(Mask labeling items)
·····

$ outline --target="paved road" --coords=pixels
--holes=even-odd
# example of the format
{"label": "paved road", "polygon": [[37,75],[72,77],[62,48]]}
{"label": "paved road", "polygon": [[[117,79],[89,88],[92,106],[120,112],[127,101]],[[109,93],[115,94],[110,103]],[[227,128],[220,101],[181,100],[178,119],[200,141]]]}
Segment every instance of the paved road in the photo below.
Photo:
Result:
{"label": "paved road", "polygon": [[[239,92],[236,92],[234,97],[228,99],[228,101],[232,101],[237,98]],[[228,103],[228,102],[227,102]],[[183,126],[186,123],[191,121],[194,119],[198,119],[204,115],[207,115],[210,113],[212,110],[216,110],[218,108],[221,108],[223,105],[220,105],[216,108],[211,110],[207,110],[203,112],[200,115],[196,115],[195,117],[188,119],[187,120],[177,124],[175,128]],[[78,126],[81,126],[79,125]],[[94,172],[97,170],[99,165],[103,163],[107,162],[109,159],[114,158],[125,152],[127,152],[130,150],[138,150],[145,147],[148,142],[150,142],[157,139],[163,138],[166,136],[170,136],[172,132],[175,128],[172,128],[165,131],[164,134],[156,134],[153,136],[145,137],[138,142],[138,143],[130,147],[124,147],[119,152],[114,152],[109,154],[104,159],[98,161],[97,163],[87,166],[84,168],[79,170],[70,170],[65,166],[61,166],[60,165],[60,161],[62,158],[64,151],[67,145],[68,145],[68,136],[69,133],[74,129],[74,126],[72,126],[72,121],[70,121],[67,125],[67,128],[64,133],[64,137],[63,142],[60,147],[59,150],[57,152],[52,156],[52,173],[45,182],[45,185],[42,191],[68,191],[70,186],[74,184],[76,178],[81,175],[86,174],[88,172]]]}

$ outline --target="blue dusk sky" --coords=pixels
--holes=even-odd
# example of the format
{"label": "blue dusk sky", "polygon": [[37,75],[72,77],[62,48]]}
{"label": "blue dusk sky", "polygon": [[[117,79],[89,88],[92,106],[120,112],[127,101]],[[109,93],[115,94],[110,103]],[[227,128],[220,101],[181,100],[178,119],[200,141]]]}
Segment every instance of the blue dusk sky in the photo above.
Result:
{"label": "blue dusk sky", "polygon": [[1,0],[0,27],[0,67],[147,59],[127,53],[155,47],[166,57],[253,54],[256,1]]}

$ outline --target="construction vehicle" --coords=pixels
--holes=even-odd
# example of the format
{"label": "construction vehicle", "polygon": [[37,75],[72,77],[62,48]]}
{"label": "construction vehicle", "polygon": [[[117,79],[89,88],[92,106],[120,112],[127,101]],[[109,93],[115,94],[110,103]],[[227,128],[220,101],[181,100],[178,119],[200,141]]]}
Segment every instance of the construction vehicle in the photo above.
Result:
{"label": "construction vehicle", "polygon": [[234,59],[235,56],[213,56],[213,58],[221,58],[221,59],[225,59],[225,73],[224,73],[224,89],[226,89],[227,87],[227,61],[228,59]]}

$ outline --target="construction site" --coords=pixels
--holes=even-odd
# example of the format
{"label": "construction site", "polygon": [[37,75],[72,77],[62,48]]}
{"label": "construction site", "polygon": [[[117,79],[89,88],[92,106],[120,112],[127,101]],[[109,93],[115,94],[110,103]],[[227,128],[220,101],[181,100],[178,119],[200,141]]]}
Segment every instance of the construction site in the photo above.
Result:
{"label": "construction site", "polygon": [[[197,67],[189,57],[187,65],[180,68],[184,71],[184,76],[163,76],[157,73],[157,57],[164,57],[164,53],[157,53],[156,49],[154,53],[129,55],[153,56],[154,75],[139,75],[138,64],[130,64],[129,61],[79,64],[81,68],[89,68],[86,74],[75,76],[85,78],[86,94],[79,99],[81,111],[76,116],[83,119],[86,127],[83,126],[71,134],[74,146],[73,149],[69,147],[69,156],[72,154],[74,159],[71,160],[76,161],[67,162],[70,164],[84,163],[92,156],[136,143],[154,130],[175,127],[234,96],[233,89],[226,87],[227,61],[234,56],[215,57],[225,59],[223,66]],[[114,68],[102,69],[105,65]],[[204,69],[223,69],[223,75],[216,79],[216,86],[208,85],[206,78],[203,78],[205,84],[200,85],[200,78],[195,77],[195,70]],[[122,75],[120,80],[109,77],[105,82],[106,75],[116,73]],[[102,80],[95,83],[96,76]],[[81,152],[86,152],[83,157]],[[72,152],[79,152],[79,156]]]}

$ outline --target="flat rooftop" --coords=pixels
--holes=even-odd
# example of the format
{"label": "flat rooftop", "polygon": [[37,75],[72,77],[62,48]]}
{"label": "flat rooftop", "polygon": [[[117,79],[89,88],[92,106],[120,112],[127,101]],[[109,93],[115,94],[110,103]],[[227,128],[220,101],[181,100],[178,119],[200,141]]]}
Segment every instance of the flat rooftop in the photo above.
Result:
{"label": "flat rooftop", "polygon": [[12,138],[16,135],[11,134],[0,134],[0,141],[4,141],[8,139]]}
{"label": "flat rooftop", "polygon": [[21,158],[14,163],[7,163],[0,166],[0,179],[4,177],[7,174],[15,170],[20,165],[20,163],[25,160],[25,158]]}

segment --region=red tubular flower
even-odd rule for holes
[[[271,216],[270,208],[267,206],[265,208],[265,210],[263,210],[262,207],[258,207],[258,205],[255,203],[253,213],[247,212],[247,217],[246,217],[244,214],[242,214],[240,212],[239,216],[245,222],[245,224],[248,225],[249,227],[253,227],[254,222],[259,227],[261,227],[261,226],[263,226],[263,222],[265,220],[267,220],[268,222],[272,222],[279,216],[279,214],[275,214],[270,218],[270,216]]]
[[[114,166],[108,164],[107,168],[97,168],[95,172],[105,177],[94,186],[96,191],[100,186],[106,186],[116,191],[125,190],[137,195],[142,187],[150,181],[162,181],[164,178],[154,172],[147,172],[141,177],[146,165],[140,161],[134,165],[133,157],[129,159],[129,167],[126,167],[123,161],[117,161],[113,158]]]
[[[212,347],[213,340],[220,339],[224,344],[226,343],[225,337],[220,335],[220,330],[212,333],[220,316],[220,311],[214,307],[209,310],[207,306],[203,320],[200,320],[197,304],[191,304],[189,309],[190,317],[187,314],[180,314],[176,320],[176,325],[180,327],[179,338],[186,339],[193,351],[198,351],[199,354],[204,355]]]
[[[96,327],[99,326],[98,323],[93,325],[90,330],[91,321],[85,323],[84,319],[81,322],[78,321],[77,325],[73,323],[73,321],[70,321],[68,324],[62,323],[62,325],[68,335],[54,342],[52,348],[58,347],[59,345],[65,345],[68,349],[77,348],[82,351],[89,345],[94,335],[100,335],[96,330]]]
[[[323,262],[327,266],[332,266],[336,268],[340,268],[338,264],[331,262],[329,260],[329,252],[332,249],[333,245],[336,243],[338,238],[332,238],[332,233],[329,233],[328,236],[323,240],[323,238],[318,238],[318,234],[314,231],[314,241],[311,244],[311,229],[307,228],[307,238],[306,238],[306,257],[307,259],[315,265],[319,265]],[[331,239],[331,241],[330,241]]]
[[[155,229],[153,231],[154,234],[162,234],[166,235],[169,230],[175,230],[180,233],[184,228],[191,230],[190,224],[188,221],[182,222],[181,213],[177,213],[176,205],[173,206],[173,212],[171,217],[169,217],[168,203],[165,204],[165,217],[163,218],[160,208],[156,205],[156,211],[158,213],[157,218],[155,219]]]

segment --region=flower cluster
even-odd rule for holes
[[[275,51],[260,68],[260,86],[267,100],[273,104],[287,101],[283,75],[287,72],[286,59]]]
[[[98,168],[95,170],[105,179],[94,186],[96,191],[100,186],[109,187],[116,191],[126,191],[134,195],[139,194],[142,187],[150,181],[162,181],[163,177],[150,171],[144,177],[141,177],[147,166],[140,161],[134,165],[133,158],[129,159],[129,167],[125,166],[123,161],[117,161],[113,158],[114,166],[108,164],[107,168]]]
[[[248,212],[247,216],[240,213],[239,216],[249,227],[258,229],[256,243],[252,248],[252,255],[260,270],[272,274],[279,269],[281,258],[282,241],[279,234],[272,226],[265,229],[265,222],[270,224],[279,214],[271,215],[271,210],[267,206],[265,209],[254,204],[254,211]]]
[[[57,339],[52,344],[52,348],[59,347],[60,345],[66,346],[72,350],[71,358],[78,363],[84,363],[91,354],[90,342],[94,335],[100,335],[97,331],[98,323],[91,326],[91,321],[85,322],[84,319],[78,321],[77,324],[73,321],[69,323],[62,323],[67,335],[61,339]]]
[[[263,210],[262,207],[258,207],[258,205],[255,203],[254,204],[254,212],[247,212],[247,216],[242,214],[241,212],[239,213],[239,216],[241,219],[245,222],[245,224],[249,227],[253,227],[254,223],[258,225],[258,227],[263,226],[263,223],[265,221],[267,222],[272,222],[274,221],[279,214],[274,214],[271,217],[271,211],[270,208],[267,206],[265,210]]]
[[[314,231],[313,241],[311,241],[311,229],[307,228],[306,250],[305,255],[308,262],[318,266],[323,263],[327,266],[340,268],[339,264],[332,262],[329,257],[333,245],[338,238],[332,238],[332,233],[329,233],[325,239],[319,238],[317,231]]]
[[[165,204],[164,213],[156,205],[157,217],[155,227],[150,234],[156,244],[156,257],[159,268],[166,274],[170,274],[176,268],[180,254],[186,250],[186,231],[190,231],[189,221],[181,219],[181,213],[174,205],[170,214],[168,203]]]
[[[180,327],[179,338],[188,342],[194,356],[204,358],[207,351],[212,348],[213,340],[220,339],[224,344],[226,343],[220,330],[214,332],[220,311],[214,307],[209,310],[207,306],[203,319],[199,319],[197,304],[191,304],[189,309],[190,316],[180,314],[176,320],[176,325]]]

·····

- PROMPT -
Gather every line in the items above that contains the string "target" and list those lines.

- TASK RESPONSE -
$ outline --target="paved road" --coords=pixels
$ outline --target="blue dusk sky" --coords=pixels
$ outline --target="construction vehicle" --coords=pixels
$ outline --target="construction site" --coords=pixels
$ outline --target="flat rooftop" --coords=pixels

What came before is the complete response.